Extracted text:
--- start ---

Reactions: Like 3 | Winner 1


----------



## Yoda

A few of my builds the past week (the quad coil was built to 0.15 on the Dimitri mech with 2 smurfs only took 2 puffs then took it out didnt know how safe it was) Twisted 26g i did this morning came out to 0.3 and is amazing for a single coil




PS. What is the lowest 2 parallel 25r smurfs can go?
EDIT: Quad coil and the Twisted 26 was in a modified Zenith clone and double barrel was in the subtank mini

Reactions: Like 4


----------



## Yusuf Cape Vaper

Yoda said:


> A few of my builds the past week (the quad coil was built to 0.15 on the Dimitri mech with 2 smurfs only took 2 puffs then took it out didnt know how safe it was) Twisted 26g i did this morning came out to 0.3 and is amazing for a single coil
> View attachment 32093
> View attachment 32094
> View attachment 32095
> 
> PS. What is the lowest 2 parallel 25r smurfs can go?

--- end ---

Task instructions:
a - In the forum thread on coil builds, what resistance did the Twisted 26g coil built that morning come out to?
b - Rewrite the paragraph in the coil builds thread that begins "A few of my builds the past week" as a short list.

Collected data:

--- start ---

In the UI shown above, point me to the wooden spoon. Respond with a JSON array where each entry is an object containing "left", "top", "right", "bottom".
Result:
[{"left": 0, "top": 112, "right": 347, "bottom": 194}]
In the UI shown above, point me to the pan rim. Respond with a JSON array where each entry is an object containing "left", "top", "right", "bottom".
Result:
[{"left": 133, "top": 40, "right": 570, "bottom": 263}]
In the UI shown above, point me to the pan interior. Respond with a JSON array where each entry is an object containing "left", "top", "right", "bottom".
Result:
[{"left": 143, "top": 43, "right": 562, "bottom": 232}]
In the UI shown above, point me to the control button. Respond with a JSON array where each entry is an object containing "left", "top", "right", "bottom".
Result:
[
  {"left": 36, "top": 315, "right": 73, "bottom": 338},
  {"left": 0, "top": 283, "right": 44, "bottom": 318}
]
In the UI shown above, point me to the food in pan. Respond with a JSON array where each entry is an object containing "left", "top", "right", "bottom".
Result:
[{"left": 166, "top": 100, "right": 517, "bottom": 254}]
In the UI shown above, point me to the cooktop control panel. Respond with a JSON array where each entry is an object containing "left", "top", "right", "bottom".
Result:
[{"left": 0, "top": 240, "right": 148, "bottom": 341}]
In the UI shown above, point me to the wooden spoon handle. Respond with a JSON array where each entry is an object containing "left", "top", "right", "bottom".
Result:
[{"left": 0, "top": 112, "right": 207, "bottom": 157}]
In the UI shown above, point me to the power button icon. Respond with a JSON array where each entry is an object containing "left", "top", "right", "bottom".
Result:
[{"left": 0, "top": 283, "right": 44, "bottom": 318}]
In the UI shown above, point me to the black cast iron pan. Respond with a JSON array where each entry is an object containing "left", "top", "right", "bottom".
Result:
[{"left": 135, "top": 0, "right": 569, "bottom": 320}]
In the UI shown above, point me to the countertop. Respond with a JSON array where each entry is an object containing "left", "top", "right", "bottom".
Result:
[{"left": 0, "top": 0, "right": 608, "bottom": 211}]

--- end ---

Full answers:
a - 0.3

b -
- Quad coil: built to 0.15 on the Dimitri mech with 2 smurfs; taken out after only 2 puffs because it wasn't clear how safe it was.
- Twisted 26g: built this morning, came out to 0.3, and is amazing for a single coil.